Instruction -
Pull out every line in the material below that contains the word "front". Copy each of those lines out in full.

Supplied information -

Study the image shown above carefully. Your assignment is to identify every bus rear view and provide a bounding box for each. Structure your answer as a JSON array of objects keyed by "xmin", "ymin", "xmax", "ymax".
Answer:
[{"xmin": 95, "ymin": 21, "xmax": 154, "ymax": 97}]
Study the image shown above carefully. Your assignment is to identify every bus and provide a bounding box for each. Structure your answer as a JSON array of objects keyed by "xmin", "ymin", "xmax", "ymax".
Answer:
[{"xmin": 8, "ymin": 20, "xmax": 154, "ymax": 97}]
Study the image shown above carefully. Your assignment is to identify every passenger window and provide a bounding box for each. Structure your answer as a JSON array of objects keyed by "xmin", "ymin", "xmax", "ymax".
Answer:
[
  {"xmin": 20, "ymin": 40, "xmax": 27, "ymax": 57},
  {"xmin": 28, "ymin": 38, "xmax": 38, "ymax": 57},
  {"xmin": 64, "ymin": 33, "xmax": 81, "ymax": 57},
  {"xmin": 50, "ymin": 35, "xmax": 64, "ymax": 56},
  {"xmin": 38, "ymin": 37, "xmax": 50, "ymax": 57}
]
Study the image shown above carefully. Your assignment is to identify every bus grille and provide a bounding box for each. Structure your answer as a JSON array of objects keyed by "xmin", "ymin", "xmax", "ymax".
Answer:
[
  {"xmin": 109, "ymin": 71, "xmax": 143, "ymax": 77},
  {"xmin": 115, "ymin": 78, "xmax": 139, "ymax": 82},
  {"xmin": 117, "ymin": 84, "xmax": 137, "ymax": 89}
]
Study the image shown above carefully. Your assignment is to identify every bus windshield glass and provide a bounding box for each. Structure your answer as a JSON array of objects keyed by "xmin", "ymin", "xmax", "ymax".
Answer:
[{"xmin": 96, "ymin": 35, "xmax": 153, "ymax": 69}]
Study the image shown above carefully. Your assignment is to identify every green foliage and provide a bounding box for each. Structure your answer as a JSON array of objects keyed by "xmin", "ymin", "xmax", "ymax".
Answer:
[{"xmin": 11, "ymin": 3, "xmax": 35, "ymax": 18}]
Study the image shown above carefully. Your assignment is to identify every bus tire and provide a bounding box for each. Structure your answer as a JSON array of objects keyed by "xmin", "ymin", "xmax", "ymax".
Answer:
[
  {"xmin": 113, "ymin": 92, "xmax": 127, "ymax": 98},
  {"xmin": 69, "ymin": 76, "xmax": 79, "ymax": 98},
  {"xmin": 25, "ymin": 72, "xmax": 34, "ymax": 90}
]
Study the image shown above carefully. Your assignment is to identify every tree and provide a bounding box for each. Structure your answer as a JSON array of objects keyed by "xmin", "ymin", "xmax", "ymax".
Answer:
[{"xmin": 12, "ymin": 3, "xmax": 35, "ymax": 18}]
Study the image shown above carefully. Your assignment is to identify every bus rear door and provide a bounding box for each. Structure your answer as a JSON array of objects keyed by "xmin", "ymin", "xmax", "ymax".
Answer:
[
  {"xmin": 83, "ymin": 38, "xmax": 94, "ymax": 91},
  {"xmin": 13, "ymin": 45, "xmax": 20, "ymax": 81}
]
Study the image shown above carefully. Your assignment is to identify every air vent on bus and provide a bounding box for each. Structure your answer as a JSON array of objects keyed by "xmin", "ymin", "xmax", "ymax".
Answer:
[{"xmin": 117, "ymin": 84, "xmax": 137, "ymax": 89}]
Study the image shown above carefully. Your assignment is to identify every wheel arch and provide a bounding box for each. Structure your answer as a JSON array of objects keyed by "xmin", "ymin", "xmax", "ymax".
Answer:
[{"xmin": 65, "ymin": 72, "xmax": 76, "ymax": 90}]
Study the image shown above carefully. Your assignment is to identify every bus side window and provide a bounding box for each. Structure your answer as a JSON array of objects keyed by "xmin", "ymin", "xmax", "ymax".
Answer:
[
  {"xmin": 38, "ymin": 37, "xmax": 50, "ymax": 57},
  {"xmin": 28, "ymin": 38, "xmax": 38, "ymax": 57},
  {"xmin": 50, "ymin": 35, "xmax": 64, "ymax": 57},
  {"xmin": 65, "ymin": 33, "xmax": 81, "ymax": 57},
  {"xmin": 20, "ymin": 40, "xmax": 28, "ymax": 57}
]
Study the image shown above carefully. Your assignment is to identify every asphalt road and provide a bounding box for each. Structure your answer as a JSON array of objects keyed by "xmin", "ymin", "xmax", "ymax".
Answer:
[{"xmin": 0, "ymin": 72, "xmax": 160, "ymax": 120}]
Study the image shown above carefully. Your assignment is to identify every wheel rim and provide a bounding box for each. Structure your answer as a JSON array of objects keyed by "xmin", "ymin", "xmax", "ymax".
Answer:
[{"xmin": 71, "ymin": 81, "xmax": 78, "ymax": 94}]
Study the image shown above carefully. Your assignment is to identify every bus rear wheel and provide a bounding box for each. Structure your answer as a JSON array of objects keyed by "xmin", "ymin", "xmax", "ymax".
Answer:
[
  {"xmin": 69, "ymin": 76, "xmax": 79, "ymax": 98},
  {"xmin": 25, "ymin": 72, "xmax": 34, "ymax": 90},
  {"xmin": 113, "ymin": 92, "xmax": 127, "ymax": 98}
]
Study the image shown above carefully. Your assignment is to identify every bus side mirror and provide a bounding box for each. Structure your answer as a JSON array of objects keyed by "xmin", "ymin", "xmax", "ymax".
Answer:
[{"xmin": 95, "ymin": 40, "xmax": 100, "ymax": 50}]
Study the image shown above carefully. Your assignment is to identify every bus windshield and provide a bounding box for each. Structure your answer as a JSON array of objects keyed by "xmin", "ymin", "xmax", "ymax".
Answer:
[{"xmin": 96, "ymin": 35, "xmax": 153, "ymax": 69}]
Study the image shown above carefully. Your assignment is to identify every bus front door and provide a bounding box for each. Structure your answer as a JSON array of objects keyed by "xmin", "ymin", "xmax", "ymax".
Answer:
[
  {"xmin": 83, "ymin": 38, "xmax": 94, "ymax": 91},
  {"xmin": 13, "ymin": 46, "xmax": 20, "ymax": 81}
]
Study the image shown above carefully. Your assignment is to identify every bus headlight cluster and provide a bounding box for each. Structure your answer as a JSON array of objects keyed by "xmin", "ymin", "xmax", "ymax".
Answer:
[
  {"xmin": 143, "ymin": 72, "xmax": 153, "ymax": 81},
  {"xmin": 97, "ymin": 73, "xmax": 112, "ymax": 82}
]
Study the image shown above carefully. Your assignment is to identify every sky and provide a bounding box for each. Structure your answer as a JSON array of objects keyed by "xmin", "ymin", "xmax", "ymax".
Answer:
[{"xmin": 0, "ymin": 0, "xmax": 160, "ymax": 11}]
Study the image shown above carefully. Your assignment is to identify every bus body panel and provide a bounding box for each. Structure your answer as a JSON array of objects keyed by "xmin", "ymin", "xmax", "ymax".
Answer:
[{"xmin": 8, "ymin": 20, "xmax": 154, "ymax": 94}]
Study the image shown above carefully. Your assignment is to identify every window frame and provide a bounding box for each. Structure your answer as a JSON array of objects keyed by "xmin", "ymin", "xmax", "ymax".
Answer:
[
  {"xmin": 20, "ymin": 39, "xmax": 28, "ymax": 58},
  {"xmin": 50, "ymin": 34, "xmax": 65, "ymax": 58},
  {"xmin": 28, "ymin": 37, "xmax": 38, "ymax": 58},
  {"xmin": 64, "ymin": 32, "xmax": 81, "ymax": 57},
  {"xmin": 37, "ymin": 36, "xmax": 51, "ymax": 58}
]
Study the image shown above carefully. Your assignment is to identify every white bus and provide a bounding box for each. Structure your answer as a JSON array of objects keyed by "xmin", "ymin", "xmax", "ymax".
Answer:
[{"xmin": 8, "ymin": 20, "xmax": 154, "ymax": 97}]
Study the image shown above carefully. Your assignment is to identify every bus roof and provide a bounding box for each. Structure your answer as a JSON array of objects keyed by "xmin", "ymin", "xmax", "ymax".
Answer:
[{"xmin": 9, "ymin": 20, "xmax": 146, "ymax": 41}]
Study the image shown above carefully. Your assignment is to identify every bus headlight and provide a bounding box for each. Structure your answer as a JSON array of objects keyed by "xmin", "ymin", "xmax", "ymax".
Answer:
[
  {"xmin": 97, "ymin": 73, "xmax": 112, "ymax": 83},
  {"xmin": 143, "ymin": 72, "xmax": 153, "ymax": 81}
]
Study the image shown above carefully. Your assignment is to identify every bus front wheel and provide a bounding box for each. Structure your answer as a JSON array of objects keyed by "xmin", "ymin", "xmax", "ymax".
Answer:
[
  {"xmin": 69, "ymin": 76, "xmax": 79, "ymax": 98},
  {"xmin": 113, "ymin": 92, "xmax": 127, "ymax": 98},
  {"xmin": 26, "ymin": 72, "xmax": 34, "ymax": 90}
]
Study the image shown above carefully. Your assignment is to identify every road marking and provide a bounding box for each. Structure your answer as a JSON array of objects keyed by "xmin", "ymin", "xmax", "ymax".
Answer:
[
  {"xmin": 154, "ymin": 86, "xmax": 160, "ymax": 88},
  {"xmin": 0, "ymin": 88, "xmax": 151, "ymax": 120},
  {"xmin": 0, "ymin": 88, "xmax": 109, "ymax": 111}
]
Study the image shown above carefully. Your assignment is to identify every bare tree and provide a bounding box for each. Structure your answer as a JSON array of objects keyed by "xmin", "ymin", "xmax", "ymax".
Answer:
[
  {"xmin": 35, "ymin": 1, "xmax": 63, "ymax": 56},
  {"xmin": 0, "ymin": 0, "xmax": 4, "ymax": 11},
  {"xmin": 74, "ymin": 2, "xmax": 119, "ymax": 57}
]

Problem solution -
Study the image shown above carefully. Your assignment is to identify every bus front door and provide a bounding box for each. Structure your answer as a JSON array of objects keyed by "xmin", "ymin", "xmax", "ymax".
Study the image shown above carefully. Your assignment is to identify every bus front wheel and provide a bounding box for each. Structure your answer as a JSON array of objects keyed by "xmin", "ymin", "xmax", "ymax".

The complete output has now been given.